* Start EXCERPT TO READ *

The U.S. Cybersecurity and Infrastructure Security Agency (CISA) recently published the Binding Operational Directive 23-01 for Improving Asset Visibility and Vulnerability Detection on Federal Networks. CISA’s asset visibility requirements are doing a big part in moving the industry forward and evolving our approach to asset inventory while also highlighting the importance of asset inventory in relation to national or organizational security.
The directive covers both vulnerability management and asset inventory. This blog post only focuses on the relevant parts for asset inventory. However, there are some important areas where the two disciplines interact and asset inventory is better suited to fulfill the requirements.
CISA recommends unauthenticated scanning for asset discovery #
Many organizations are using data sourced from authenticated vulnerability scans and installed EDR agents to derive asset inventory. CISA’s directive demonstrates that while this is a viable way to augment the data set, it is no longer sufficient:
“Asset discovery is non-intrusive and usually does not require special logical access privileges.”
“No special logical access privileges” translates to either unauthenticated active discovery or passive collection, which is confirmed in the following statement:
“Discovery of assets and vulnerabilities can be achieved through a variety of means, including active scanning, passive flow monitoring, querying logs, or in the case of software defined infrastructure, API query.”
API queries are only recommended for software defined infrastructure, such as cloud-hosting other virtualized environments, but not for your physical network.
Log files can be a helpful way to augment breadth of asset inventory but they do not yield depth. DHCP and DNS logs don’t yield much more information than IP addresses, hostname, and MAC addresses. This misses the essence of what a device is: you know it’s there but you don’t know what hardware and operating system it’s running or what ports and services are active.

* End EXCERPT TO READ *
* Start MATERIAL *

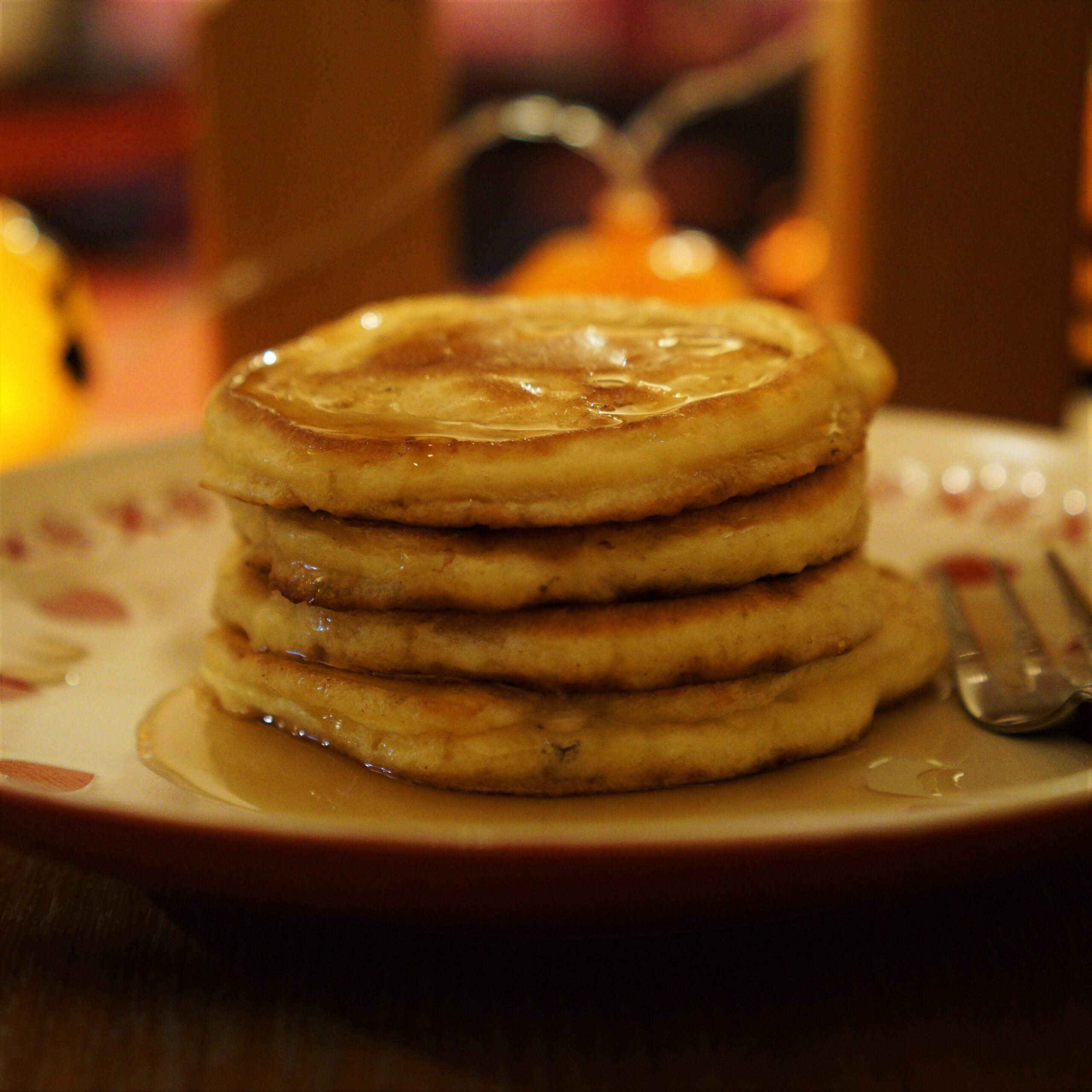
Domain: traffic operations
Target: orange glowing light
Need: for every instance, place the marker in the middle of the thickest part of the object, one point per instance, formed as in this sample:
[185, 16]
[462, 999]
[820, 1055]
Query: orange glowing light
[629, 249]
[789, 257]
[40, 400]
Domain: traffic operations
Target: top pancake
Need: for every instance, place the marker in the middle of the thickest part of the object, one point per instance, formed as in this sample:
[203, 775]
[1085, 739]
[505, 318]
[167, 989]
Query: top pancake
[456, 411]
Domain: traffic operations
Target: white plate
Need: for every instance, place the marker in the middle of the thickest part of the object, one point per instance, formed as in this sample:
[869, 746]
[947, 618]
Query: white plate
[106, 577]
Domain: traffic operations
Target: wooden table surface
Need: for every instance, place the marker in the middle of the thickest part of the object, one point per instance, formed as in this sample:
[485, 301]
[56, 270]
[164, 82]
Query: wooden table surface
[102, 989]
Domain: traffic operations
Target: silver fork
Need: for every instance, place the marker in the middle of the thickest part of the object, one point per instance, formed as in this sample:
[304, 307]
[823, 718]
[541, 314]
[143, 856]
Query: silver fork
[1048, 697]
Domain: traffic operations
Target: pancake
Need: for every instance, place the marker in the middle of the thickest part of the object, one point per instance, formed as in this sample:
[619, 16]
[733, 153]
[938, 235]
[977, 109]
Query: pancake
[769, 625]
[343, 565]
[456, 411]
[495, 738]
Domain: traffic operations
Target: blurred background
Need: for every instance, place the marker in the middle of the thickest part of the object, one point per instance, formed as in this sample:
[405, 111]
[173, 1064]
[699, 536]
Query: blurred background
[189, 180]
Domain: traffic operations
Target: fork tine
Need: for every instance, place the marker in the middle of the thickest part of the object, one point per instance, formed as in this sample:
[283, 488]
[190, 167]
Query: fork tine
[961, 637]
[1077, 604]
[1032, 652]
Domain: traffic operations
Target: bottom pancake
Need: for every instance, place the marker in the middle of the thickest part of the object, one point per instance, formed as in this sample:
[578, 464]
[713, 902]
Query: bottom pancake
[495, 738]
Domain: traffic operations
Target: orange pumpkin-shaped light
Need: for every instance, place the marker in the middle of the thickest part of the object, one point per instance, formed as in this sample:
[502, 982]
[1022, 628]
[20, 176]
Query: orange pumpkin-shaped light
[629, 249]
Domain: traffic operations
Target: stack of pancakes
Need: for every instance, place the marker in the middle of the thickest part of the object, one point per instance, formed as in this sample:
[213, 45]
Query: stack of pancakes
[558, 545]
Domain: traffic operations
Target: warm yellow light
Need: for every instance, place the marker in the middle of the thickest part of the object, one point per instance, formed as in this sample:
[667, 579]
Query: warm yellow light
[629, 249]
[38, 399]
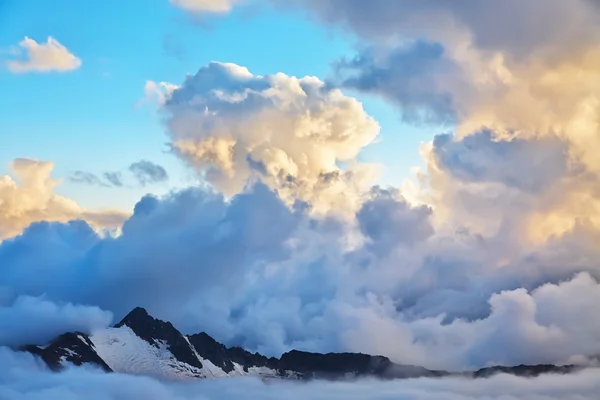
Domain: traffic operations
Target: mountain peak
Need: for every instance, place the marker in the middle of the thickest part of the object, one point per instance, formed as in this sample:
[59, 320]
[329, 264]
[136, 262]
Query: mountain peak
[157, 333]
[136, 315]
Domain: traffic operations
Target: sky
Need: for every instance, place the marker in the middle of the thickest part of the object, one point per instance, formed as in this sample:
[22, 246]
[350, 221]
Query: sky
[91, 119]
[245, 168]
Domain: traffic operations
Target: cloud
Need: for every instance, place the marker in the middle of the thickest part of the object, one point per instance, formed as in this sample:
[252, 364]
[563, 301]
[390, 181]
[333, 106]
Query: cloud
[291, 133]
[114, 178]
[51, 56]
[23, 378]
[147, 172]
[34, 200]
[273, 278]
[31, 320]
[87, 178]
[205, 6]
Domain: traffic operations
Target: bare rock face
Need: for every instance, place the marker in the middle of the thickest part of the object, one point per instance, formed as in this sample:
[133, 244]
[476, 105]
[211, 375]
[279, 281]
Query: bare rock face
[190, 351]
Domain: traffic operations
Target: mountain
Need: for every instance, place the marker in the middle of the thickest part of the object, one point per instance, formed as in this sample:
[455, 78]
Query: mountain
[141, 344]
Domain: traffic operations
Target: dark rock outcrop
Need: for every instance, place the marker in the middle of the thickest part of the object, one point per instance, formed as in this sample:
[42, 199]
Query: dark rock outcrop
[525, 370]
[209, 349]
[75, 348]
[154, 331]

* End MATERIAL *

→ TASK DIRECTIONS
Please answer from the text on CISA's asset visibility directive: which kind of infrastructure are API queries recommended for?

→ RESPONSE BELOW
Software defined infrastructure, such as cloud-hosting and other virtualized environments.